Extract the lines of the material below exactly as they appear, starting with the line containing "drop a point: the dark blue scrub top" and going on through the line containing "(1167, 782)".

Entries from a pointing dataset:
▼▼▼

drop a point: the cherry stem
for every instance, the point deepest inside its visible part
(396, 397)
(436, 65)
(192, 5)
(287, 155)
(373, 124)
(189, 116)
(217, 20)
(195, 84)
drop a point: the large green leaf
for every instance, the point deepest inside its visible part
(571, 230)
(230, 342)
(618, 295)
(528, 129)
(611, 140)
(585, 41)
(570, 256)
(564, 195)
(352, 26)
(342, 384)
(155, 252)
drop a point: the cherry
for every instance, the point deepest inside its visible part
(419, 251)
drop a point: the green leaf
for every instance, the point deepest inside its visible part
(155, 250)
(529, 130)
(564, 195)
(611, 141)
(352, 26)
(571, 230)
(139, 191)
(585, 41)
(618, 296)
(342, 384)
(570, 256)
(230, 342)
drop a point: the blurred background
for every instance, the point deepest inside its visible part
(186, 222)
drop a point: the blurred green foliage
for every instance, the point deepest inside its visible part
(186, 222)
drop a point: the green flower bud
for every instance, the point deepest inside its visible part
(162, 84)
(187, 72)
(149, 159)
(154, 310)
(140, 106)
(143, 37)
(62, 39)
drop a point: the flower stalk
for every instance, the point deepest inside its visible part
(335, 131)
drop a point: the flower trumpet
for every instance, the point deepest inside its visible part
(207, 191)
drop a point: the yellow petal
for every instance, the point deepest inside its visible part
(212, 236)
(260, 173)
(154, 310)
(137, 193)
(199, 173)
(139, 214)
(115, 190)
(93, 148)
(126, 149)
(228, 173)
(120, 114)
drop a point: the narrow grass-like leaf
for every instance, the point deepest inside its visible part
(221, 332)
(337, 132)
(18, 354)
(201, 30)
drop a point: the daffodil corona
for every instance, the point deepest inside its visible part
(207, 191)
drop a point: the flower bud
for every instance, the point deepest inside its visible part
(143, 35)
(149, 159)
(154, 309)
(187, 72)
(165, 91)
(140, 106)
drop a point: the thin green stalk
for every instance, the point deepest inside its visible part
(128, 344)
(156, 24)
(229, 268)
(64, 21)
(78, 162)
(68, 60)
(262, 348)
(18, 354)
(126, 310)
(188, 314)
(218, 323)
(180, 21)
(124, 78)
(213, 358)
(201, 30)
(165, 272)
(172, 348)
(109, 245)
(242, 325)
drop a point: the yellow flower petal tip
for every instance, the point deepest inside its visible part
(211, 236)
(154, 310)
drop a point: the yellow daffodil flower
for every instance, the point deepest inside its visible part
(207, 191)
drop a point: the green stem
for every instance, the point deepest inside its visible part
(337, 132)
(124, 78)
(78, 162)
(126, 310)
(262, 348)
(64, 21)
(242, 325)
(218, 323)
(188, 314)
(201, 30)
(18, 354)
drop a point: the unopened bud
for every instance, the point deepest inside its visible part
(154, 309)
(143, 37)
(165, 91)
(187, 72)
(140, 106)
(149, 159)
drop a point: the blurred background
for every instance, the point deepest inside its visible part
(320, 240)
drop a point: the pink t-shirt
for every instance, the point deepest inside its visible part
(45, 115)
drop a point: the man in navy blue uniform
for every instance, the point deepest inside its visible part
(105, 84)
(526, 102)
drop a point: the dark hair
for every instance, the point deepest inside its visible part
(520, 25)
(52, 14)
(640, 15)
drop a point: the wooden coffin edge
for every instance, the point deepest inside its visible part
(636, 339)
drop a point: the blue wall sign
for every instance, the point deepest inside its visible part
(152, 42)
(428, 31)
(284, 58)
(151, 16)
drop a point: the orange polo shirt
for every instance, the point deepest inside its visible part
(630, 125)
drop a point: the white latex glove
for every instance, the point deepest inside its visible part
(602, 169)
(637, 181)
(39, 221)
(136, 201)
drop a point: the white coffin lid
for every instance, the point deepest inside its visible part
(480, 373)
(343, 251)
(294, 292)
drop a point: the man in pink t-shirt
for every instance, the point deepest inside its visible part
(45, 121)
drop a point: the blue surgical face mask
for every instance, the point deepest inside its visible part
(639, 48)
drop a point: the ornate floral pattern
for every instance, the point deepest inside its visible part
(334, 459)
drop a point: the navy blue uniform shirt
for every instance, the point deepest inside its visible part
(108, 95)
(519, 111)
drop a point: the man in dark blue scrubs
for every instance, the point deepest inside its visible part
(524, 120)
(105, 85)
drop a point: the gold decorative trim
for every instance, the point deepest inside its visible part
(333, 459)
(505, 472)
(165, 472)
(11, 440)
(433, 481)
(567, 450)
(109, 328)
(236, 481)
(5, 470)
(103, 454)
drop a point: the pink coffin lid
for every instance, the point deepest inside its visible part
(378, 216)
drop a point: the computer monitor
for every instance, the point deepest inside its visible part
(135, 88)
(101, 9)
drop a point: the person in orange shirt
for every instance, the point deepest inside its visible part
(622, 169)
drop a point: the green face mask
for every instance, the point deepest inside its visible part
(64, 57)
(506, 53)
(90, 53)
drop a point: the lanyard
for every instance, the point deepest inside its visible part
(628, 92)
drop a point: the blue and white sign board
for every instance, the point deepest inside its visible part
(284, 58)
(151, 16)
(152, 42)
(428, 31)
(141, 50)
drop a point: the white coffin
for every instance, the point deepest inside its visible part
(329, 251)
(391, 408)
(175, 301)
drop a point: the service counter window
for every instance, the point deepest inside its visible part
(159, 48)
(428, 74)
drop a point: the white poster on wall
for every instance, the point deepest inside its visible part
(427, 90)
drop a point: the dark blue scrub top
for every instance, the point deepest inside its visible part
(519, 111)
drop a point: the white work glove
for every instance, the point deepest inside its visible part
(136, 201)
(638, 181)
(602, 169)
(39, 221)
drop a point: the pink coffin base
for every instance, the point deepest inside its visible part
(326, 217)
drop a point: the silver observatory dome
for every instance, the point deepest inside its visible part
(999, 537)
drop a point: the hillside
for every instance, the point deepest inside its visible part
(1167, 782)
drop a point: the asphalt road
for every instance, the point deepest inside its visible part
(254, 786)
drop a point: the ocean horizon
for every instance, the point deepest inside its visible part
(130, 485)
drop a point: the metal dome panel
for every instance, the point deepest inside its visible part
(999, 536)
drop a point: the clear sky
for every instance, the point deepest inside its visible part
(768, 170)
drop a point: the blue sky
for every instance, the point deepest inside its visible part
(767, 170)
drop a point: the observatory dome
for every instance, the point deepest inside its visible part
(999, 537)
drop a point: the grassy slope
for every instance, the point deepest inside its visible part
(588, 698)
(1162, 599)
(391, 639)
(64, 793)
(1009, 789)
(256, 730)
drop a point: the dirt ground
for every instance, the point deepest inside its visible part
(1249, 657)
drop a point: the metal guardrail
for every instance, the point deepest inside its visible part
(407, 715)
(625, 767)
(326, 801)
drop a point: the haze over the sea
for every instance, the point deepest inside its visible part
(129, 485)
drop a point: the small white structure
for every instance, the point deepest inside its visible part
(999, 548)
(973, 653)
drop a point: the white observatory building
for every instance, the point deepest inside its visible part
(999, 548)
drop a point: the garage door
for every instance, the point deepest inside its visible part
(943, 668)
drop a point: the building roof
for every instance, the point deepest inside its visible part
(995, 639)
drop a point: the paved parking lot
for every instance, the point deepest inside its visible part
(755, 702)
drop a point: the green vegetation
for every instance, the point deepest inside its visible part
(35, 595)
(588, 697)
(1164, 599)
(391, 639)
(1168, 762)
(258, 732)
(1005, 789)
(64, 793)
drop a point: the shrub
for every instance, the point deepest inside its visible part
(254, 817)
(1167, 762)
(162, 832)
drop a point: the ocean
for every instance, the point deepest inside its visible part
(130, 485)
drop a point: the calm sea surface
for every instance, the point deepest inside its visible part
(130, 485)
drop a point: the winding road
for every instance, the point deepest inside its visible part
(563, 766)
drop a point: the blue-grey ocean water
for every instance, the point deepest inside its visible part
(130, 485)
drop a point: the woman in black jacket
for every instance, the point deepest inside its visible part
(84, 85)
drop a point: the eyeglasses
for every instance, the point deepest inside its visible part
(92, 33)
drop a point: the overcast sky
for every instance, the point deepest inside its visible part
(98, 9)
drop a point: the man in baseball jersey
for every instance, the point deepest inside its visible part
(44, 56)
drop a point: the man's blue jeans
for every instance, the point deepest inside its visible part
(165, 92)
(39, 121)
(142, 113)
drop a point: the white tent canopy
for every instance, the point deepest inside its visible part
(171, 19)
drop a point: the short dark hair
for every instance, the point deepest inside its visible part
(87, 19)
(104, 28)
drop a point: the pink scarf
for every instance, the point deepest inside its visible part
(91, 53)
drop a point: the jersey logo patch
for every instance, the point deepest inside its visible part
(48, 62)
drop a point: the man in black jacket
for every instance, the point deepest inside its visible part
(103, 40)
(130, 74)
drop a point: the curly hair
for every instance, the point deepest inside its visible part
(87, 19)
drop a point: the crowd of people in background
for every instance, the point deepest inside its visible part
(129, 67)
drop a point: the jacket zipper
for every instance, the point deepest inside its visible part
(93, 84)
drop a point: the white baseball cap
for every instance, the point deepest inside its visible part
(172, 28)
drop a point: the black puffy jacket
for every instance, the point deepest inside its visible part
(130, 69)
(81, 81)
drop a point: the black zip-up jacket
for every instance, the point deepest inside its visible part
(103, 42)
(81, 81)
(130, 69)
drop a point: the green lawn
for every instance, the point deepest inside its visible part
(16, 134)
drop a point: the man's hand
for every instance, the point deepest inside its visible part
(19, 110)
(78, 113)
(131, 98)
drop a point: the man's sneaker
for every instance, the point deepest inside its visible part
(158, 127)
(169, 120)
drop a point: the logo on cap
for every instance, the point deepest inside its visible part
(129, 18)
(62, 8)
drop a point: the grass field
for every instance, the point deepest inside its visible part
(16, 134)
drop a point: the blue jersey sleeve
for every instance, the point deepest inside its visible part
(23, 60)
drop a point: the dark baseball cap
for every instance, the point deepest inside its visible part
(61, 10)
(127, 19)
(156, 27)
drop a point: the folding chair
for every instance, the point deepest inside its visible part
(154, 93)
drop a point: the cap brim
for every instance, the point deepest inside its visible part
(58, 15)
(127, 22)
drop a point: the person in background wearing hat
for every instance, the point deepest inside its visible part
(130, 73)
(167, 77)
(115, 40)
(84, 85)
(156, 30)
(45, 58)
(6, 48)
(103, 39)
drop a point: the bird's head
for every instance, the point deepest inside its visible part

▲▲▲

The reply:
drop a point: the dark blue scrub top
for every instance, the point deepest inside its visible part
(519, 111)
drop a point: the white work glove
for every instance, the point deepest inside its visible part
(136, 201)
(638, 181)
(602, 169)
(39, 221)
drop a point: the pink coffin base
for every instance, the point deepest inside its visible part
(326, 217)
drop a point: the silver observatory dome
for every instance, the point deepest inside its visible part
(999, 537)
drop a point: the hillside
for every instance, the point deepest inside its visible part
(1167, 782)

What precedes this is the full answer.